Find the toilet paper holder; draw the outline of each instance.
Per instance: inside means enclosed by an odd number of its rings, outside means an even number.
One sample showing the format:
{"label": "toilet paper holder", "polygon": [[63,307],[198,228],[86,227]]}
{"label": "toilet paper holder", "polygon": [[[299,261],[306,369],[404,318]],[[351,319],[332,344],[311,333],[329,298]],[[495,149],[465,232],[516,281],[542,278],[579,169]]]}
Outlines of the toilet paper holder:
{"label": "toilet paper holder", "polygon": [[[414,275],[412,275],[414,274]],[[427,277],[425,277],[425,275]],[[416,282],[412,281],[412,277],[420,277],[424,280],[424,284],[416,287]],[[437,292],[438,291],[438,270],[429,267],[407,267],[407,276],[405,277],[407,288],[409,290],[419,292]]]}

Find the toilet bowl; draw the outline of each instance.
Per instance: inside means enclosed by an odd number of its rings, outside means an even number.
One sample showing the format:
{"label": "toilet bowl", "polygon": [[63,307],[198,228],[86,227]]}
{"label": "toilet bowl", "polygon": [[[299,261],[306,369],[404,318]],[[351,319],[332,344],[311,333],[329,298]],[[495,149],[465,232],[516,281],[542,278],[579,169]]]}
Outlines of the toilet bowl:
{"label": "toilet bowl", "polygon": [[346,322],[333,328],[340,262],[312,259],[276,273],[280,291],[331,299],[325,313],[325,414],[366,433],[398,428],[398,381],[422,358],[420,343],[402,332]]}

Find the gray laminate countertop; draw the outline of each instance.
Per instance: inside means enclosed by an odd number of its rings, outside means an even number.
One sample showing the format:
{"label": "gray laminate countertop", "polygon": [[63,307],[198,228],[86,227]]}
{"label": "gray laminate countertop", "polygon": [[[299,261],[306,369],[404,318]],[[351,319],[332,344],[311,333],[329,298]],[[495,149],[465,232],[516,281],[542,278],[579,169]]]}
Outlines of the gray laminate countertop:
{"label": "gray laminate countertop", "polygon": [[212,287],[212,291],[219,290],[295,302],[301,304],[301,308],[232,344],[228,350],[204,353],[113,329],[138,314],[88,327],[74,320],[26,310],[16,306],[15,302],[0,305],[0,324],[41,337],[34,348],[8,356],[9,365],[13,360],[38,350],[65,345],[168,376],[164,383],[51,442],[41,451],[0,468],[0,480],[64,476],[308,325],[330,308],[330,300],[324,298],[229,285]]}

...

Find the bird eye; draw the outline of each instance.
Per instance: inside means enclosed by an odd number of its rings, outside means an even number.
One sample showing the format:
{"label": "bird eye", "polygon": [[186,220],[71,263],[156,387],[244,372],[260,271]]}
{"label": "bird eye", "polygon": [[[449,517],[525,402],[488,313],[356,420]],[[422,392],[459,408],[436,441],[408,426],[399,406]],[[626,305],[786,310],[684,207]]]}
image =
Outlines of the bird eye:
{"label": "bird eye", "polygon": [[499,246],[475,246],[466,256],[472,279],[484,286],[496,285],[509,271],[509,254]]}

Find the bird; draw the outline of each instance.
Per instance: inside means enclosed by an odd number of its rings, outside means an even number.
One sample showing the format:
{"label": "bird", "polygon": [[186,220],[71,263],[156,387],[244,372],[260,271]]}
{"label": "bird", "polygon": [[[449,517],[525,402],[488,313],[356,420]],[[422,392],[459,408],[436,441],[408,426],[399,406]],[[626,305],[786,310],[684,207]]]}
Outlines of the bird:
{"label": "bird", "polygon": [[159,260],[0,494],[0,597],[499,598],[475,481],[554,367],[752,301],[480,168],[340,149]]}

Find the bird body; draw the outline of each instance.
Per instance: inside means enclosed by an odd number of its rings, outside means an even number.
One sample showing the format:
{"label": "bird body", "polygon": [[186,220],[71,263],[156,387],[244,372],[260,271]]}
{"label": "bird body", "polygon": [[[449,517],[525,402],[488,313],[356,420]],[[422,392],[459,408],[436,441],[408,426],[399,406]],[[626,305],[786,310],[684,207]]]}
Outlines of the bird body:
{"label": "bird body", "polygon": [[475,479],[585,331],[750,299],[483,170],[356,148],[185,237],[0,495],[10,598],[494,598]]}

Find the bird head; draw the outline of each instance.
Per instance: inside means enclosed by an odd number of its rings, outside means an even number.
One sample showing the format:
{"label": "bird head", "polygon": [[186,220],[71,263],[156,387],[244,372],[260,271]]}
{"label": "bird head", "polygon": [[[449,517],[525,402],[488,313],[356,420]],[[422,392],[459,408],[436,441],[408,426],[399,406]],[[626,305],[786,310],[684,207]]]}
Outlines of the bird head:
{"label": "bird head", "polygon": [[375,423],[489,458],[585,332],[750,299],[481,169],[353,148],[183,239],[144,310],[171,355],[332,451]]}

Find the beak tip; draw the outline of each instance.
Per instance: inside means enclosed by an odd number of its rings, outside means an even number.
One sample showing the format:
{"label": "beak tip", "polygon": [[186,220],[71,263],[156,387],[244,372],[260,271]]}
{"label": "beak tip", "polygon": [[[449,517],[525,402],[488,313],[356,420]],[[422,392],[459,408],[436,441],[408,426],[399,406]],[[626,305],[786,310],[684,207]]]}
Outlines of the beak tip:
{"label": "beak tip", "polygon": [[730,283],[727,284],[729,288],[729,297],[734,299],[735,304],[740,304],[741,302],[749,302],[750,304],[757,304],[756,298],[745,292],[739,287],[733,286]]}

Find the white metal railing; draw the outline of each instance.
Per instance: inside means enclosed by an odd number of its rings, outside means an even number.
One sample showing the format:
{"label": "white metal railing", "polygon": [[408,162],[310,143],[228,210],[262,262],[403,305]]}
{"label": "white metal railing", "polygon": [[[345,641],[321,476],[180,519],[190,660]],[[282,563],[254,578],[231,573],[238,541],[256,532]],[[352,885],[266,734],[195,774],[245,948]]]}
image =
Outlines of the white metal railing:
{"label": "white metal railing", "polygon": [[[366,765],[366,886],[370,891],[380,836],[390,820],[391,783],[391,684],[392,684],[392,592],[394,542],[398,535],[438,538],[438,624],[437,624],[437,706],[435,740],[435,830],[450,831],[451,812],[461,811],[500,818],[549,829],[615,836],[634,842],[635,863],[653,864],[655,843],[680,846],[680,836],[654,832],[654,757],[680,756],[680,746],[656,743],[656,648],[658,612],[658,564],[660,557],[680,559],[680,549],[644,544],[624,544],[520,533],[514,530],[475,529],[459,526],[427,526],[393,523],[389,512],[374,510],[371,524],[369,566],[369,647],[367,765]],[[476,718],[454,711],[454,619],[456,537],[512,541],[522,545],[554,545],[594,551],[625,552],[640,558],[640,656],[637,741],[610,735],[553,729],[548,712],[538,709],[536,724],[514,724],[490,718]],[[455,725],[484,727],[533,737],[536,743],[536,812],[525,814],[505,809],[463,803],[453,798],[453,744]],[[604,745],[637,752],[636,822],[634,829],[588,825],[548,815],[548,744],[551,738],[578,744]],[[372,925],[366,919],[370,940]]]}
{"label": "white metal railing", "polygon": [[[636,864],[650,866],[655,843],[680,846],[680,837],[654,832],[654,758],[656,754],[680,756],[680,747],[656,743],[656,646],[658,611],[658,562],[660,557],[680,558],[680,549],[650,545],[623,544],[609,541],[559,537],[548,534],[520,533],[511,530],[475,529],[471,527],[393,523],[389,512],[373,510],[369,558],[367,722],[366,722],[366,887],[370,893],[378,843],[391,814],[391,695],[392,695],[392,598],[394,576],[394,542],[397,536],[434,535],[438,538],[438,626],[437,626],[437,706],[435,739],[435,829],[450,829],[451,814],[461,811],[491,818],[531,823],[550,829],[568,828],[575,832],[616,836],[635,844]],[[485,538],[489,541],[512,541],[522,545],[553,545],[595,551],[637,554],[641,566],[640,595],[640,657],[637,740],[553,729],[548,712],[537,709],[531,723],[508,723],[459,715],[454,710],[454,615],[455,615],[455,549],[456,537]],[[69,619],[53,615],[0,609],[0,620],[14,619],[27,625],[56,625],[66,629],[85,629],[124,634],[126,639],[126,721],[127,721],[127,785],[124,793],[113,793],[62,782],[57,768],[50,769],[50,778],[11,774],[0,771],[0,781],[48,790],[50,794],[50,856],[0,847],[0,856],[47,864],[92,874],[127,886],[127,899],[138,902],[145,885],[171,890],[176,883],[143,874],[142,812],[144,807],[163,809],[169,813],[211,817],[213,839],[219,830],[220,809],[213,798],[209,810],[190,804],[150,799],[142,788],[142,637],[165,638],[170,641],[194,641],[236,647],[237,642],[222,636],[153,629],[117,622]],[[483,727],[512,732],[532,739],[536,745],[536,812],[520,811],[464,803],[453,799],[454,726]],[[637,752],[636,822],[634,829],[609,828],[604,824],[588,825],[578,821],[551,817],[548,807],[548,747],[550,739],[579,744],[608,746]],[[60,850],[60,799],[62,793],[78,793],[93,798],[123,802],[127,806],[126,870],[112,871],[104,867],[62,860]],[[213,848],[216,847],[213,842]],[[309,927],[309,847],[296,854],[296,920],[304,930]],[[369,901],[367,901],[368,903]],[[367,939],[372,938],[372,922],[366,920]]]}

Exercise:
Copy the lines above that hold the word "Find".

Solution to the problem:
Find the toilet paper holder; draw the outline of each instance.
Find the toilet bowl; draw the outline of each instance.
Find the gray laminate countertop; draw the outline of each instance.
Find the bird eye; draw the outline of each instance.
Find the bird; draw the outline of each instance.
Find the bird body; draw the outline of each instance.
Find the bird head; draw the outline of each instance.
Find the beak tip; draw the outline of each instance.
Find the white metal railing; draw the outline of each instance.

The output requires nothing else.